_Required action:_ Once the pictures are set aside, repeat all of the data below exactly.

_Exercise data:_
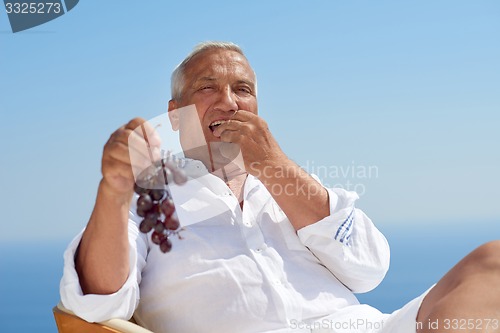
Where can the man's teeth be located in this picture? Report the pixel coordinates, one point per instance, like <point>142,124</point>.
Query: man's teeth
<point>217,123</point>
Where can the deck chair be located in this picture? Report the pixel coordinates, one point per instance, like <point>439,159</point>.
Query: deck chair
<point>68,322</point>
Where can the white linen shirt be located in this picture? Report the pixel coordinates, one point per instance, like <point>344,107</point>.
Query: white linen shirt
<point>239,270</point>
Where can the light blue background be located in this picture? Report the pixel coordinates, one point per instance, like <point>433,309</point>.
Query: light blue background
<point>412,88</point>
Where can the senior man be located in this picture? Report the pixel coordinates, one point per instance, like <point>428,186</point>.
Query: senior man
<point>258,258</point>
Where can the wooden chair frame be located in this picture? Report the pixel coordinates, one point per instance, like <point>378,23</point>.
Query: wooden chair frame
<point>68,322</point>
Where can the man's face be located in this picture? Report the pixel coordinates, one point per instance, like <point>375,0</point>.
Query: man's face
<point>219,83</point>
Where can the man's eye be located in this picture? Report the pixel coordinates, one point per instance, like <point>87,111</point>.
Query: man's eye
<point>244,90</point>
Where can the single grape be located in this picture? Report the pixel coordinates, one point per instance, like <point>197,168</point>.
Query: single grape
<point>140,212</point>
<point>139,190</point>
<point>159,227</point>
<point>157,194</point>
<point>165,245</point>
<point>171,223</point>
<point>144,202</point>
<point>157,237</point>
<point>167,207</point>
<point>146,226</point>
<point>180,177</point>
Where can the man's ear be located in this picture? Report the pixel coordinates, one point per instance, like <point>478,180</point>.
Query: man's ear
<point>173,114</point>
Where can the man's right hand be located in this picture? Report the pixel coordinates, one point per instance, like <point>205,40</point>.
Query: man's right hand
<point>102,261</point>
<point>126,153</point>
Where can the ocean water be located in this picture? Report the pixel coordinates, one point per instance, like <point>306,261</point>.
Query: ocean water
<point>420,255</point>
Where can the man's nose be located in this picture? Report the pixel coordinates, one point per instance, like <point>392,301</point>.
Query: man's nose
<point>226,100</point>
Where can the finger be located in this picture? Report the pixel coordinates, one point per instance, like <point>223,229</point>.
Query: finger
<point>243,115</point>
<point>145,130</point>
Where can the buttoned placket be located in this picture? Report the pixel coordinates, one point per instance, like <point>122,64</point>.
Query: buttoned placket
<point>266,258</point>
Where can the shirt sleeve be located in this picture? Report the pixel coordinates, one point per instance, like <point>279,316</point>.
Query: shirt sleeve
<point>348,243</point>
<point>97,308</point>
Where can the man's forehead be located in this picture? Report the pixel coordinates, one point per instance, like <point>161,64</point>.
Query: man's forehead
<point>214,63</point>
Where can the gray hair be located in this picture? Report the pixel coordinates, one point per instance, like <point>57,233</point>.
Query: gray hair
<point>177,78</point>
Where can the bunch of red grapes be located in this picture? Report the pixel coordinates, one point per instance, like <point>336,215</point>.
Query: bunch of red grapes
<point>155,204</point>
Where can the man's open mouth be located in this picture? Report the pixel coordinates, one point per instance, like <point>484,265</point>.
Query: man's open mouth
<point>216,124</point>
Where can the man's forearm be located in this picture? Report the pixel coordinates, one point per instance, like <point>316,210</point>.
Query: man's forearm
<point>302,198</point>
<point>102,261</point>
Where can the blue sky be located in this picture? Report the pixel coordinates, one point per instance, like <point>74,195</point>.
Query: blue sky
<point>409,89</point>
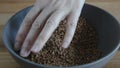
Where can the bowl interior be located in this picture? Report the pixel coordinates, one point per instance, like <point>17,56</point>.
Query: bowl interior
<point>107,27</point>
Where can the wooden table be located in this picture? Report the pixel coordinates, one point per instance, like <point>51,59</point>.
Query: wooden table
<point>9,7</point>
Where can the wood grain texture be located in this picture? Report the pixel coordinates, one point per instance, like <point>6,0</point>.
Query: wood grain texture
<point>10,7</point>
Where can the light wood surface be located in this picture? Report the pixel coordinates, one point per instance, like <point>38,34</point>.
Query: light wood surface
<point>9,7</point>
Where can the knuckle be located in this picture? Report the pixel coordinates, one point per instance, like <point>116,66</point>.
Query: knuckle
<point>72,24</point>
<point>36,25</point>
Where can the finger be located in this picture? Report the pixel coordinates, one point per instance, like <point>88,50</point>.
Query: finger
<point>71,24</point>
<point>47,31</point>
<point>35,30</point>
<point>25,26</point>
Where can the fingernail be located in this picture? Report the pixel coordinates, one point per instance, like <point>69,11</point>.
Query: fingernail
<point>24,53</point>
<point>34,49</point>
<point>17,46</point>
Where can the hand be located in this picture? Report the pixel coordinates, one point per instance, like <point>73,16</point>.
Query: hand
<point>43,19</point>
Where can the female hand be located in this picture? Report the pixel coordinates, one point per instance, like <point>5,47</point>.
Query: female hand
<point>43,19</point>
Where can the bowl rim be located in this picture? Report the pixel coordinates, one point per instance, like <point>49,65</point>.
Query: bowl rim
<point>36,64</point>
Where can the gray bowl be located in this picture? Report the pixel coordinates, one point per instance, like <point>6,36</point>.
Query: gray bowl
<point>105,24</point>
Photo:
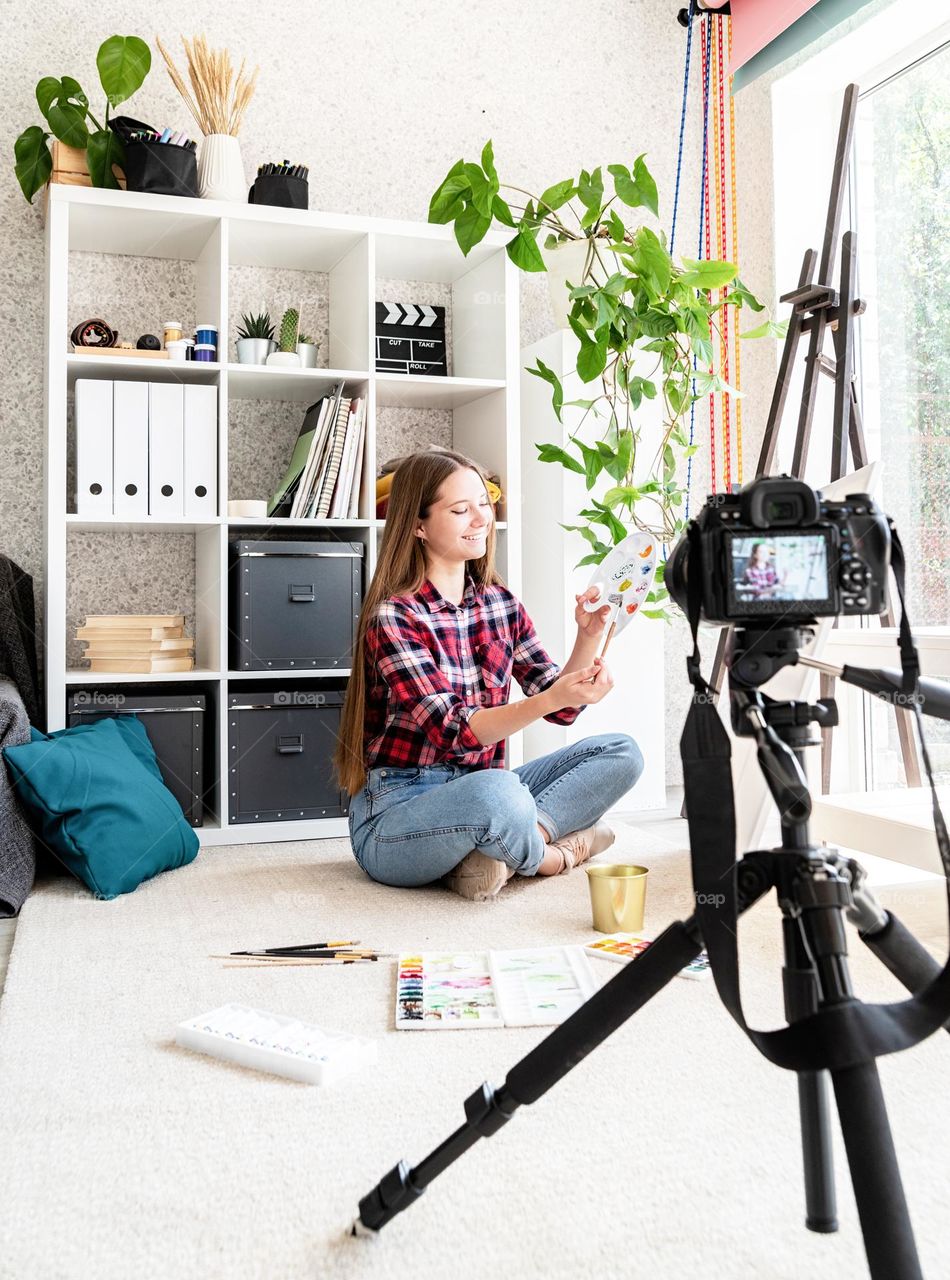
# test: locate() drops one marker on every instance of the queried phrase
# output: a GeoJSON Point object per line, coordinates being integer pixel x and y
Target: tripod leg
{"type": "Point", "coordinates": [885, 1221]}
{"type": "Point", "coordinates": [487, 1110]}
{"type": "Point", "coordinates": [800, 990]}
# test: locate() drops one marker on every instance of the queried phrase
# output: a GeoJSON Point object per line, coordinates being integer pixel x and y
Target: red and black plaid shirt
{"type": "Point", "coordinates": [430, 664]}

_Exercise response:_
Where can the man's teeth be located in this picture? Report the pixel coordinates, one point per instance, like <point>142,124</point>.
Query: man's teeth
<point>217,123</point>
Where can the deck chair be located in this picture? Report the pixel coordinates, one point per instance, like <point>439,159</point>.
Query: deck chair
<point>68,322</point>
Where can the white linen shirt be located in this picture? Report the pixel coordinates, one point per instance, like <point>344,107</point>.
Query: white linen shirt
<point>239,270</point>
Where can the light blue background be located in this picture? Report the pixel coordinates, one point per instance, like <point>433,309</point>.
Query: light blue background
<point>412,88</point>
Where can the senior man be located in this picture? Report the pixel coordinates, one point per instance, like <point>428,186</point>.
Query: senior man
<point>258,258</point>
Where can the wooden chair frame be located in this picture? Report the pixel coordinates, one point per instance, like <point>378,23</point>.
Query: wooden chair frame
<point>68,322</point>
Where can the man's face be located in this picture? Report the pixel coordinates, one point per instance, like <point>375,0</point>.
Query: man's face
<point>219,83</point>
Where can the man's eye be located in this picture? Report the pixel coordinates, one point per instance, like <point>87,111</point>.
Query: man's eye
<point>244,90</point>
Where can the single grape be located in this picture? Report the pixel coordinates, one point per instance, like <point>197,168</point>.
Query: single grape
<point>140,212</point>
<point>139,190</point>
<point>159,227</point>
<point>157,194</point>
<point>165,245</point>
<point>171,223</point>
<point>144,202</point>
<point>157,237</point>
<point>167,207</point>
<point>146,226</point>
<point>180,177</point>
Where can the man's ear be located in this picture? Report the pixel coordinates, one point per instance, like <point>478,180</point>.
Query: man's ear
<point>173,114</point>
Where can the man's right hand be located in this picture? Report the pixel coordinates, one point per instance, like <point>205,40</point>.
Query: man's right hand
<point>102,261</point>
<point>126,153</point>
Where can the ocean water be located in this picture? Report the pixel coordinates, one point per instance, like <point>306,261</point>.
Query: ocean water
<point>420,255</point>
Where can the man's nose be located in this picture? Report the pixel coordinates, one point per instance, like <point>392,301</point>.
Query: man's nose
<point>226,100</point>
Where can the finger be located in this picture? Report the pixel coordinates, one point per instance, like <point>223,229</point>.
Query: finger
<point>243,115</point>
<point>145,130</point>
Where can the buttoned placket be located in this picture? Report the pixel coordinates, one point per instance, like <point>122,64</point>.
Query: buttoned placket
<point>266,258</point>
Where can the shirt sleeve be located in this picture? Report the pixel coordinates, one point per instance, like <point>279,316</point>.
Query: shirt sleeve
<point>348,243</point>
<point>97,308</point>
Where can the man's forehead be located in this picture? Report the pixel coordinates, one point per instance, like <point>161,64</point>.
Query: man's forehead
<point>214,63</point>
Where can the gray hair be located in this picture? Report the pixel coordinates, one point per instance, like <point>57,233</point>.
Query: gray hair
<point>177,78</point>
Where can the bunch of red grapes be located in this picture? Report the pixel coordinates, one point per instance, like <point>336,215</point>.
Query: bunch of red grapes
<point>155,204</point>
Where can the man's open mouth be located in this picture? Report the pixel coordinates, one point per instance, like <point>484,265</point>.
Query: man's open mouth
<point>216,124</point>
Where can the man's forearm be located in this picture? Report the pixel coordinates, one point per instance, like <point>316,210</point>.
Query: man's forearm
<point>302,198</point>
<point>102,261</point>
Where can the blue sky be located in this picture? Report the pixel coordinates, one point per instance, like <point>74,195</point>.
Query: blue sky
<point>409,89</point>
Where can the bowl interior be located in this picture? Report the pixel coordinates, one point per instance, like <point>17,56</point>.
Query: bowl interior
<point>107,27</point>
Where can the wooden table be located in this picture? Report the pixel coordinates, one point per instance, like <point>51,59</point>.
Query: wooden table
<point>9,7</point>
Where can the wood grain texture be located in this picture? Report the pixel coordinates, one point per instance, like <point>6,0</point>.
Query: wood grain texture
<point>10,7</point>
Where can the light wood surface be located in this picture? Report the pixel coordinates, one point per instance, like <point>38,34</point>.
Query: light wood surface
<point>9,7</point>
Where can the knuckle be located in this picture? Report the pixel coordinates, one point per instance, like <point>116,66</point>.
Query: knuckle
<point>72,24</point>
<point>36,25</point>
Where can the finger be located in this picture? Report the pixel coordinates, one point per instance, like <point>88,50</point>.
Query: finger
<point>71,24</point>
<point>47,31</point>
<point>35,30</point>
<point>25,26</point>
Where can the fingernail be located in this picture? Report the pixel coordinates, one point per instance, like <point>69,11</point>.
Query: fingernail
<point>24,53</point>
<point>34,49</point>
<point>17,46</point>
Where can the hand be located in this picture? Report the pixel coordinates, one point per instance, like <point>73,16</point>.
Query: hand
<point>43,19</point>
Where can the female hand be located in this picture? Report the pixel coordinates, one point per instance, like <point>5,47</point>.
Query: female hand
<point>43,19</point>
Where can the bowl rim be located in this picture? Report the pixel coordinates, one point per instance, like <point>49,65</point>.
Query: bowl rim
<point>36,64</point>
Where can the gray bowl be located in this picture? Report the pixel coordinates, one point per instance, like <point>6,36</point>.
Query: gray bowl
<point>105,24</point>
Photo:
# test: locate() drops one marker on every instance of the queried phrase
# output: a GeoJSON Point object per line, coordinates being integer pixel x and y
Target: tripod leg
{"type": "Point", "coordinates": [885, 1221]}
{"type": "Point", "coordinates": [487, 1110]}
{"type": "Point", "coordinates": [800, 990]}
# test: locate() drops one marker on every instance of the queried phrase
# output: a GeoJSON Point object per line, coordinates being integer pixel x and y
Target: red and black plaid shirt
{"type": "Point", "coordinates": [430, 664]}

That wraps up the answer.